Required action
Begin with the line containing "the wooden shed" and copy each line exactly through the last line of the entries, inclusive.

Data supplied
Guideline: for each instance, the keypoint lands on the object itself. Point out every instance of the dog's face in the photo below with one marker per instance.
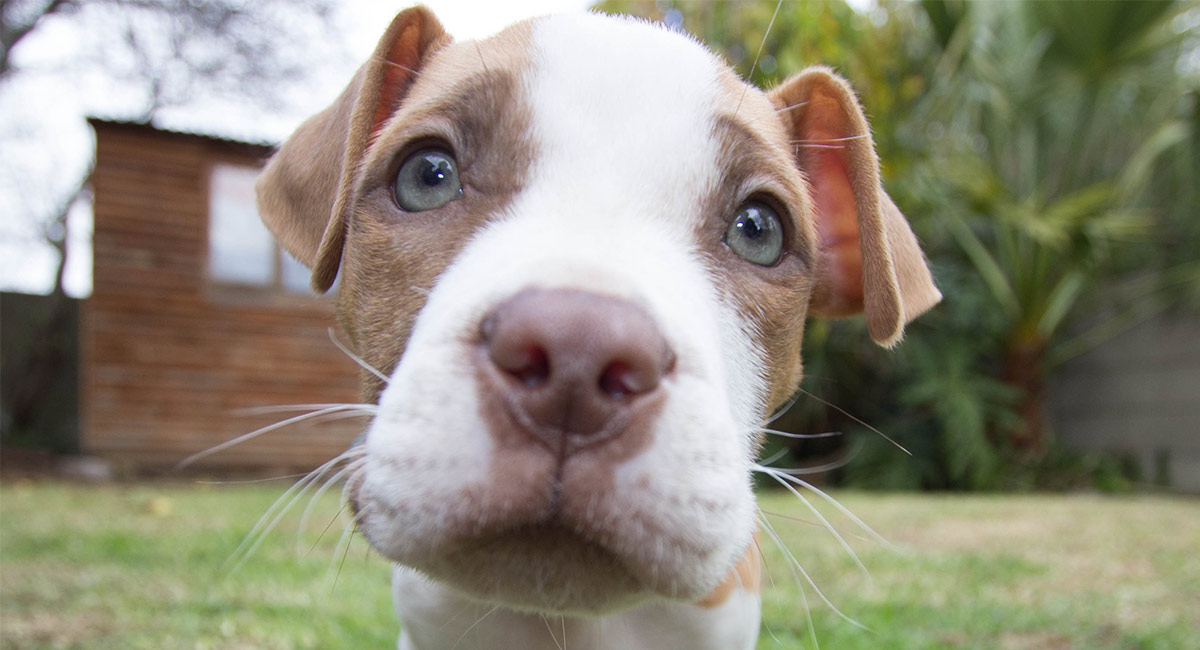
(583, 252)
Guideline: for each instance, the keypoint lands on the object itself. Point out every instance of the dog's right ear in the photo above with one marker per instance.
(304, 192)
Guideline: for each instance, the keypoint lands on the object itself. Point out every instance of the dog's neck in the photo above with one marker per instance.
(437, 617)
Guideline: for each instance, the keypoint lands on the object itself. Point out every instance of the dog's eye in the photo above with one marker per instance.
(426, 180)
(756, 234)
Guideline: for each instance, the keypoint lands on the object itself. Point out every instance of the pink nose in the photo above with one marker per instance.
(574, 366)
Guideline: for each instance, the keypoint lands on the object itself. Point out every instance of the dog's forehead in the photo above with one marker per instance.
(622, 103)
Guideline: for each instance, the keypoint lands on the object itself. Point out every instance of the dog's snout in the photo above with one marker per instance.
(571, 362)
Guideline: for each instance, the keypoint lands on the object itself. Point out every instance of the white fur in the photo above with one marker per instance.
(622, 116)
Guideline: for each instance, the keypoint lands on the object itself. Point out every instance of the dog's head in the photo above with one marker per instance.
(583, 252)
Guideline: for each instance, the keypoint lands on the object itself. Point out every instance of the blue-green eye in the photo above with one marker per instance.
(756, 234)
(426, 180)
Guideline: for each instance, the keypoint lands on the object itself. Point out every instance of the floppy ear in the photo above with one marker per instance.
(870, 259)
(304, 192)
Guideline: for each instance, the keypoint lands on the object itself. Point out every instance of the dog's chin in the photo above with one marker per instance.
(540, 567)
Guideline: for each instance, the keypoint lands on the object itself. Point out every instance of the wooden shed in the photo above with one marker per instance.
(197, 319)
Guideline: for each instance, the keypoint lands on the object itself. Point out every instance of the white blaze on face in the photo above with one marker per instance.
(623, 116)
(624, 160)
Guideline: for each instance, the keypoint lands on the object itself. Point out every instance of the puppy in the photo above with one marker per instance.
(582, 253)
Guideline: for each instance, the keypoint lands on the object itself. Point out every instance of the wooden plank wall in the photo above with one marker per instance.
(169, 359)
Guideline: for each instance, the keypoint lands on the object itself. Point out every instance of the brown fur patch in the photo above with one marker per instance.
(747, 575)
(393, 257)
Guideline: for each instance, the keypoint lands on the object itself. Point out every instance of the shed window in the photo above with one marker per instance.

Written response
Guideline: for each instance, the keypoint lands on the object itself. Point out every instance of the wooden shed in the photo above with one marker per instance.
(197, 319)
Guideline: for each instance, the keypoint lands on the object itself. Point out every instance of the white blaze on face in the photo above with one marker per instance.
(623, 116)
(624, 160)
Guideline: for each instance, the keypoint lands on the object itself. Point out every instance of the puppy in the photo above with one marker per instance.
(582, 253)
Guideline: for each instance, the keypoint lands on the object itself. Point out every instance of the wooden plank wall in the photo above with one marker per instance.
(169, 359)
Guideline: for each instance, the keypoint lands on the object itself. Point out every instance of the brown fur patch in the photo above with one marker per instance.
(747, 575)
(393, 257)
Guideline: for each instance, the keypoint lands on the object itself. Point out every instance of the shed window in the photo above with one marker per instance.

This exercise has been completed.